___ Supplied material ___
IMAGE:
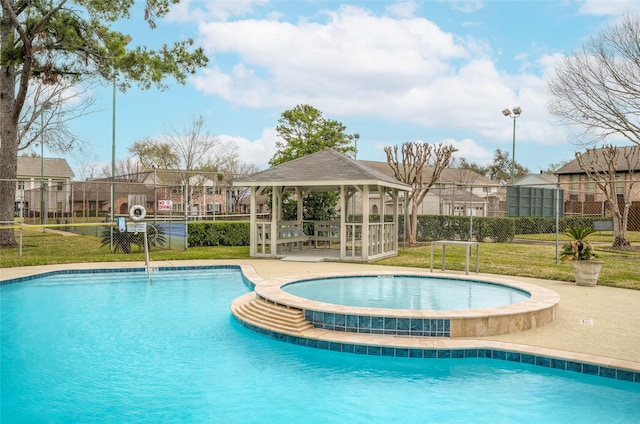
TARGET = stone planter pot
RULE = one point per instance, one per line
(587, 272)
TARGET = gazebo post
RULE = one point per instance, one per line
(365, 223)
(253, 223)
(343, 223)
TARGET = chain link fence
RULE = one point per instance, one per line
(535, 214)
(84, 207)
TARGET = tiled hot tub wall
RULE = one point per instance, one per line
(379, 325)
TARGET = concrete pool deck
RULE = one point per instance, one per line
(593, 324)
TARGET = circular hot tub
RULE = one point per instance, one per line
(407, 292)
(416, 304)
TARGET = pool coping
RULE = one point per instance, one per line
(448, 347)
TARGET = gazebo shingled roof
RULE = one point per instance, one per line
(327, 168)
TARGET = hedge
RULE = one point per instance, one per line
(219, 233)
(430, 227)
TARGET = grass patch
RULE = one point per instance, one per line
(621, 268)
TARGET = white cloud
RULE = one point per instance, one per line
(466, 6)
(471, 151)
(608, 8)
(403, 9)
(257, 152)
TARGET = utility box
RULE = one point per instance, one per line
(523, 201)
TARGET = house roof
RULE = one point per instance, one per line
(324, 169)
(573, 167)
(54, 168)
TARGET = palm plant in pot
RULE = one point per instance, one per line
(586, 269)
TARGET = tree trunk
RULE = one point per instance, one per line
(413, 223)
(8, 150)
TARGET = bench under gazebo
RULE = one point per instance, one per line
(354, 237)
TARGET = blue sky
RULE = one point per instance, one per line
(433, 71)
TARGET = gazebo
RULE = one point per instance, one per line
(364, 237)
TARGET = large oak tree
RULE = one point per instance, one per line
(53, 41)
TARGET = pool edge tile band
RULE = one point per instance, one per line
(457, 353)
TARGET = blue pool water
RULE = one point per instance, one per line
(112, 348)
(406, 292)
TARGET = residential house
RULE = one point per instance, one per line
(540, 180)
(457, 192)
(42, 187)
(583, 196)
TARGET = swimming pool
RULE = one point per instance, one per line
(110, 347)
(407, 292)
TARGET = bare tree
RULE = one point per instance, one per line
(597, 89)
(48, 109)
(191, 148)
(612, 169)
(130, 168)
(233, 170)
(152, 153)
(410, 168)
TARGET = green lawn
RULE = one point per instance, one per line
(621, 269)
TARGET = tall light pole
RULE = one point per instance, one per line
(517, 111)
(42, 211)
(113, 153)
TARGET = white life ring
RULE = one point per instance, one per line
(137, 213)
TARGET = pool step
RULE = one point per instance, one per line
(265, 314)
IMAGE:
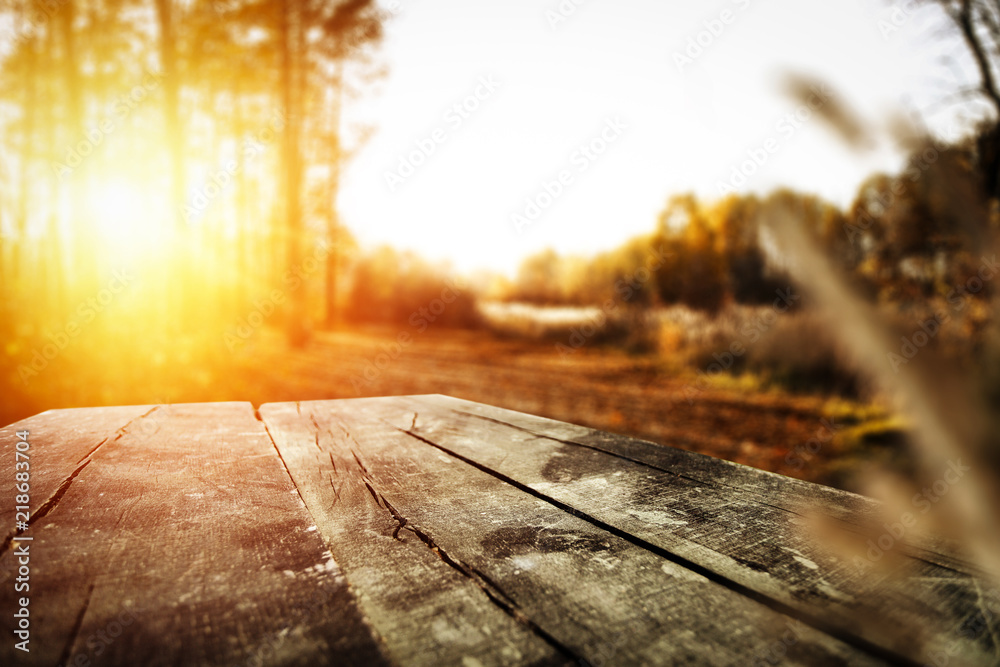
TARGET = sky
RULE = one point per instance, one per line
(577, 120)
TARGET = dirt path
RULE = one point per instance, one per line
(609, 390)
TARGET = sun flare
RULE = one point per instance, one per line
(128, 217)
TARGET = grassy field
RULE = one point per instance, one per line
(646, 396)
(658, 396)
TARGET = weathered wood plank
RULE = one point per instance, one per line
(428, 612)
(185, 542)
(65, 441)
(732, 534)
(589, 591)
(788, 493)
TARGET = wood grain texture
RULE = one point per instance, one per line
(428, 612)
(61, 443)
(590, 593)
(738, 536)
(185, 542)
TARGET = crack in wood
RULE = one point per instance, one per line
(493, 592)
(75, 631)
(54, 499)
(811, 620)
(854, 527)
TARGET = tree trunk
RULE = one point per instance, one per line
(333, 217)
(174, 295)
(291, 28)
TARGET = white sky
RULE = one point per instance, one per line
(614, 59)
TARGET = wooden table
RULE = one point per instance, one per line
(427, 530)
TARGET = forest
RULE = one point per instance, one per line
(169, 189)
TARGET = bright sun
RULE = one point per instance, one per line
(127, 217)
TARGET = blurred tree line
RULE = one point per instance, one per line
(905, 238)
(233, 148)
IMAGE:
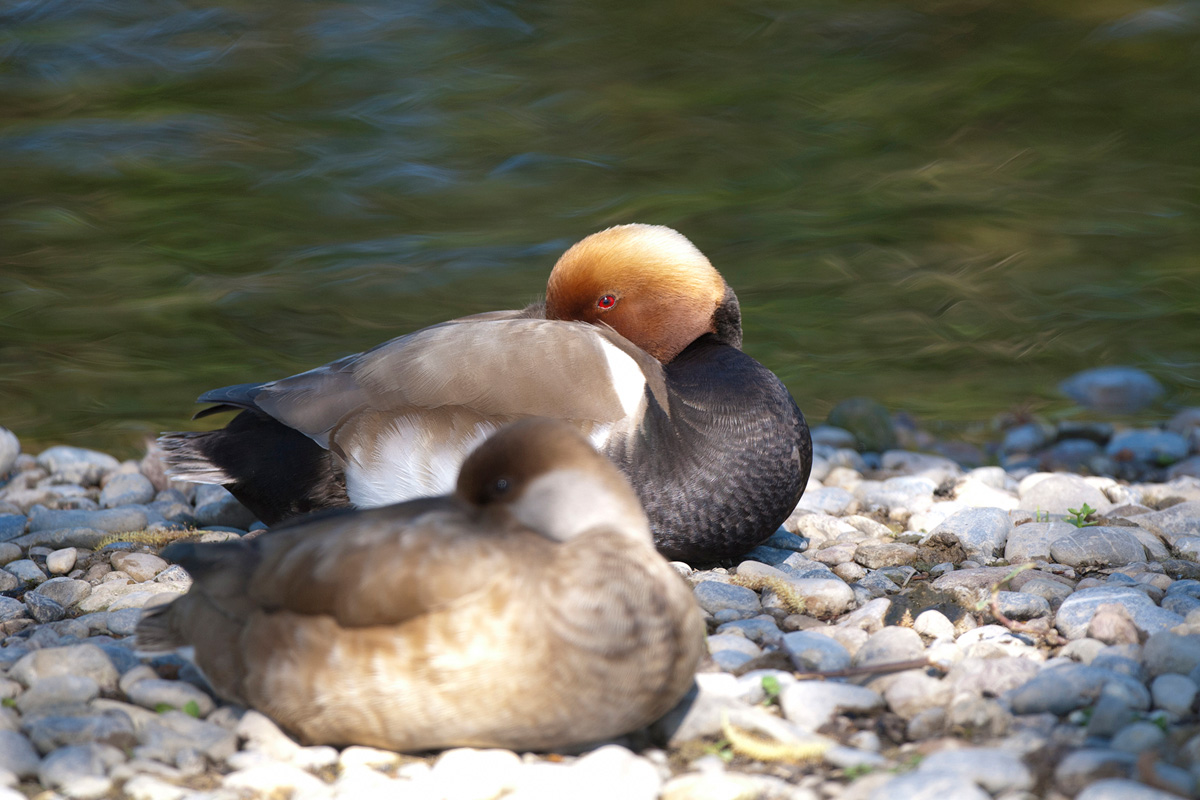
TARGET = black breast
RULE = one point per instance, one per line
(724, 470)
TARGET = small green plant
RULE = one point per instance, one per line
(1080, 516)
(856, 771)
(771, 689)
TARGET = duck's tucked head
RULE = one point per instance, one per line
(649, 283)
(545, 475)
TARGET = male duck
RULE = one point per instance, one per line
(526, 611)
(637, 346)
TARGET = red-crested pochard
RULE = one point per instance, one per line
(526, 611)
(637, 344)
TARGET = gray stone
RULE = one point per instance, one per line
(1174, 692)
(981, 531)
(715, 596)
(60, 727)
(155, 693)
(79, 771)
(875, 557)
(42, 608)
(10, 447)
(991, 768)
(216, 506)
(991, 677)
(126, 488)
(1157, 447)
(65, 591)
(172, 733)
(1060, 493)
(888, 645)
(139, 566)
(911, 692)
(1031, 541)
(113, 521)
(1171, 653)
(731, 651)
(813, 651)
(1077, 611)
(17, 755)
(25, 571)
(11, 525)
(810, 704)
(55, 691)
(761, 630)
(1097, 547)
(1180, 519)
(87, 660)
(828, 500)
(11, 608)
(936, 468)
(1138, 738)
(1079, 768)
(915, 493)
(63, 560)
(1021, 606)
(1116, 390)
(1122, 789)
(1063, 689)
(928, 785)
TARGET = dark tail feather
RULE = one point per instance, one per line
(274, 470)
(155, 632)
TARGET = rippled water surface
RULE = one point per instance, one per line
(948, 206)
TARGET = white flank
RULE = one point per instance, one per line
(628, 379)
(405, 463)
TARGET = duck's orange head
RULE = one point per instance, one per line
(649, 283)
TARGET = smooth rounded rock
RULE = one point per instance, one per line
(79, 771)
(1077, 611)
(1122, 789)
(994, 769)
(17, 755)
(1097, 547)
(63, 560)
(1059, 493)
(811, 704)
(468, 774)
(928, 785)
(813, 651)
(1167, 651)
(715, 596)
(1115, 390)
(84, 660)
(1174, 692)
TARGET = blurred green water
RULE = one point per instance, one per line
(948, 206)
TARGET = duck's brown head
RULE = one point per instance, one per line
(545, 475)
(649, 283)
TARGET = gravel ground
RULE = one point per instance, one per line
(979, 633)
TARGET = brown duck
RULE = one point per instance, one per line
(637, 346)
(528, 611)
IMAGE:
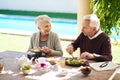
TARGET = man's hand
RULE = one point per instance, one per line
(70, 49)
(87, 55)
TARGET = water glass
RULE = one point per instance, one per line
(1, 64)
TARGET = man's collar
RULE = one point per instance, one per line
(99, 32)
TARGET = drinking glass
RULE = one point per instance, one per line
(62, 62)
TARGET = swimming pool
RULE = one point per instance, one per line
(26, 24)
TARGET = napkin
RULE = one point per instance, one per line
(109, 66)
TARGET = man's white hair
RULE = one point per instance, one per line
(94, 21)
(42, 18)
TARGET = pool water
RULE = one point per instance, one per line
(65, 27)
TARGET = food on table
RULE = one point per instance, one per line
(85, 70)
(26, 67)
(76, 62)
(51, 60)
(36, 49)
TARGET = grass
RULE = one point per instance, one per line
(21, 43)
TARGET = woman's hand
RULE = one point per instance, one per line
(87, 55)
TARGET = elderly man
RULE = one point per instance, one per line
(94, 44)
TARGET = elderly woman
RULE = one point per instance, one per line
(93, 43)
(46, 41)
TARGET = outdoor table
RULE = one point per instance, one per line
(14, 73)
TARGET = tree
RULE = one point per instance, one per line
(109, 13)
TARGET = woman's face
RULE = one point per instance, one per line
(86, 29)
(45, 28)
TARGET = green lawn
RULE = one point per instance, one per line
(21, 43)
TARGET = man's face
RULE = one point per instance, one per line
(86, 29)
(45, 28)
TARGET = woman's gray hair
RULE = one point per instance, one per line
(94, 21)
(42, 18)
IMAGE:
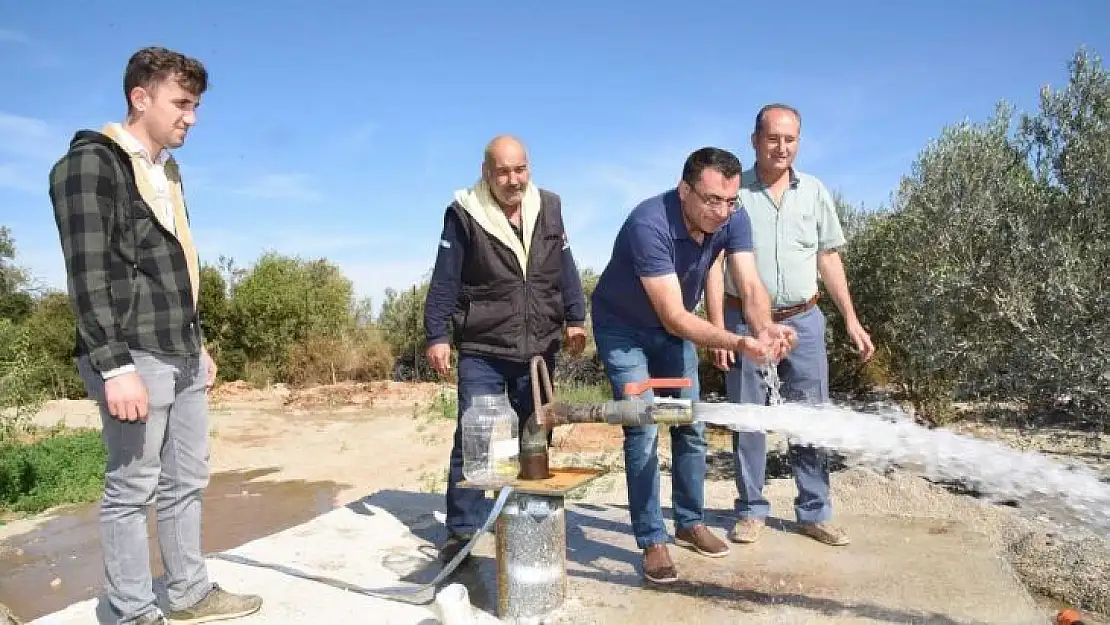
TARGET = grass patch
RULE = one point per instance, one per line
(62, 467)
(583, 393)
___
▶ **Assignment**: Omitting the pictures, repeat all entries exactly.

▶ **Response for this exercise**:
IMAGE:
TARGET = stone planter pot
RULE = one point per instance, one per line
(587, 272)
TARGET = gazebo post
RULE = one point per instance, one per line
(365, 223)
(253, 223)
(343, 223)
TARGET = chain link fence
RULE = one point per instance, one per line
(535, 214)
(84, 207)
TARGET = tiled hot tub wall
RULE = one point per instance, one per line
(379, 325)
TARGET = concrete pool deck
RULE = one point per instance, one per line
(593, 324)
TARGET = circular hot tub
RULE = one point per instance, one per line
(407, 292)
(416, 304)
TARGET = pool coping
RULE = one point per instance, one per line
(448, 347)
TARGET = gazebo shingled roof
RULE = one point per instance, one per line
(327, 168)
TARGET = hedge
RULE = one point per instance, one per line
(219, 233)
(430, 227)
TARGET = grass patch
RULE = one point per instance, one per line
(621, 268)
TARGET = white cloud
RULE = one point per instance, one per line
(466, 6)
(471, 151)
(608, 8)
(403, 9)
(257, 152)
TARGET = utility box
RULE = one point per instance, one per line
(523, 201)
TARGET = house roof
RULE = one point per instance, one per line
(324, 169)
(573, 167)
(54, 168)
TARGET = palm plant in pot
RULE = one point per instance, one per line
(586, 269)
TARGET = tree trunk
RULE = one point per instance, one per line
(413, 223)
(8, 150)
TARGET = bench under gazebo
RULE = one point per instance, one per line
(354, 237)
TARGET = blue sky
RULE = one point per instance, one per line
(433, 71)
TARGET = gazebo
RULE = one point per instance, one per line
(364, 237)
TARGET = large oak tree
RULE = one point per instance, one per line
(53, 41)
TARGET = pool edge tile band
RULE = one point per instance, one per line
(457, 353)
TARGET = blue pool water
RULE = one point per instance, one per line
(112, 348)
(406, 292)
TARGET = residential house
RULE = one point per instance, one per line
(540, 180)
(457, 192)
(42, 187)
(583, 196)
TARGET = swimming pool
RULE = one point per instance, one per line
(110, 347)
(407, 292)
TARGET = bare tree
RULE = one point per instance, one per line
(597, 89)
(48, 109)
(191, 148)
(612, 169)
(130, 168)
(233, 170)
(152, 153)
(410, 168)
TARGET = green lawn
RULE = one point per instance, one per line
(621, 269)
TARGET = tall light pole
RULE = one point per instance, one per line
(517, 111)
(42, 211)
(113, 153)
TARGET = white life ring
RULE = one point per instance, one per line
(137, 213)
TARGET = pool step
RULE = one point per instance, one per line
(265, 314)
IMAGE:
TARGET = sky
RULE = one point per instance, one per line
(577, 120)
TARGET = dirt path
RULE = one point per instance, one per line
(609, 390)
TARGET = sun flare
RULE = one point per instance, one per line
(128, 217)
TARGET = grassy field
RULE = one point per instance, one per line
(646, 396)
(658, 396)
TARGET = weathered wood plank
RULE = one point per instance, one per line
(428, 612)
(185, 542)
(65, 441)
(732, 534)
(589, 591)
(788, 493)
TARGET = wood grain texture
RULE = one point per instance, one per line
(428, 612)
(61, 443)
(590, 593)
(738, 536)
(185, 542)
TARGET = crack in wood
RULE = one point per instance, one per line
(493, 592)
(75, 631)
(54, 499)
(811, 620)
(854, 527)
TARGET = tree trunk
RULE = one point per instance, one per line
(333, 217)
(174, 295)
(291, 28)
TARGET = white sky
RULE = one point per instance, one per line
(614, 59)
TARGET = wooden table
RULE = one point per instance, one per line
(427, 530)
TARGET = forest
RULE = one point per instance, one per line
(169, 189)
TARGET = bright sun
RULE = one point per instance, one per line
(127, 217)
TARGET = blurred tree line
RULE = one point per instance, one per line
(905, 238)
(233, 148)
IMAGE:
TARGET = black breast
RULE = one point per instance, one per line
(724, 470)
TARGET = small green plant
RULE = one point per instance, one per line
(1080, 516)
(856, 771)
(771, 689)
TARGET = duck's tucked head
RULE = one point per instance, one per line
(649, 283)
(545, 475)
TARGET = male duck
RULE = one point per instance, one per line
(526, 611)
(637, 346)
TARGET = red-crested pochard
RULE = one point per instance, one per line
(526, 611)
(637, 344)
TARGET = gray stone
RULE = one point per instance, one per line
(1174, 692)
(981, 531)
(715, 596)
(60, 727)
(155, 693)
(79, 771)
(875, 557)
(42, 608)
(10, 447)
(991, 768)
(216, 506)
(991, 677)
(126, 488)
(1157, 447)
(65, 591)
(172, 733)
(1060, 493)
(888, 645)
(139, 566)
(911, 692)
(1031, 541)
(113, 521)
(1171, 653)
(731, 651)
(813, 651)
(1077, 611)
(17, 755)
(25, 571)
(11, 525)
(810, 704)
(55, 691)
(761, 630)
(1097, 547)
(1180, 519)
(87, 660)
(828, 500)
(11, 608)
(936, 468)
(1138, 738)
(1079, 768)
(915, 493)
(63, 560)
(1021, 606)
(1116, 390)
(1122, 789)
(1063, 689)
(928, 785)
TARGET = dark tail feather
RULE = one point per instance, one per line
(274, 470)
(155, 632)
TARGET = rippled water surface
RULE = one point per instance, one per line
(948, 206)
TARGET = white flank
RULE = one point per instance, one per line
(628, 379)
(405, 463)
TARGET = duck's orange head
RULE = one point per instance, one per line
(649, 283)
TARGET = smooth rounded rock
RULE = one point per instance, one per line
(79, 771)
(1077, 611)
(1122, 789)
(994, 769)
(17, 755)
(1097, 547)
(63, 560)
(1059, 493)
(811, 704)
(468, 774)
(928, 785)
(813, 651)
(1167, 651)
(715, 596)
(1115, 390)
(84, 660)
(1174, 692)
TARGET = blurred green water
RULE = one point per instance, one per line
(948, 206)
TARGET = duck's brown head
RULE = one point per instance, one per line
(545, 475)
(649, 283)
TARGET = gravel ground
RULE = one point per instance, one per line
(979, 633)
TARGET = brown duck
RULE = one point per instance, one per line
(637, 346)
(528, 611)
IMAGE:
TARGET = man's hand
RULE = one point per instance, one per line
(70, 49)
(87, 55)
TARGET = water glass
RULE = one point per instance, one per line
(1, 64)
TARGET = man's collar
RULE = one point per instance, one per line
(99, 32)
TARGET = drinking glass
RULE = one point per instance, one per line
(62, 62)
TARGET = swimming pool
RULE = one point per instance, one per line
(26, 24)
TARGET = napkin
RULE = one point per instance, one per line
(109, 66)
TARGET = man's white hair
RULE = one point per instance, one per line
(94, 21)
(42, 18)
TARGET = pool water
RULE = one point per instance, one per line
(65, 27)
TARGET = food on table
RULE = one point per instance, one per line
(85, 70)
(26, 67)
(76, 62)
(51, 60)
(36, 49)
TARGET = grass
RULE = one point per instance, one per line
(21, 43)
TARGET = woman's hand
RULE = one point per instance, one per line
(87, 55)
TARGET = elderly man
RULE = one point per instance, one per line
(94, 44)
TARGET = elderly woman
RULE = one point per instance, one per line
(93, 43)
(46, 41)
TARGET = outdoor table
RULE = one point per instance, one per line
(14, 73)
TARGET = tree
RULE = one point per instance, one per line
(109, 13)
TARGET = woman's face
RULE = one point per instance, one per line
(86, 29)
(45, 28)
TARGET = green lawn
RULE = one point per instance, one per line
(21, 43)
TARGET = man's face
RULE = one point per instance, one per line
(86, 29)
(45, 28)
TARGET = woman's gray hair
RULE = one point per instance, one per line
(94, 21)
(42, 18)
IMAGE:
TARGET = grass patch
RULE = one point per instance, one per line
(62, 467)
(583, 393)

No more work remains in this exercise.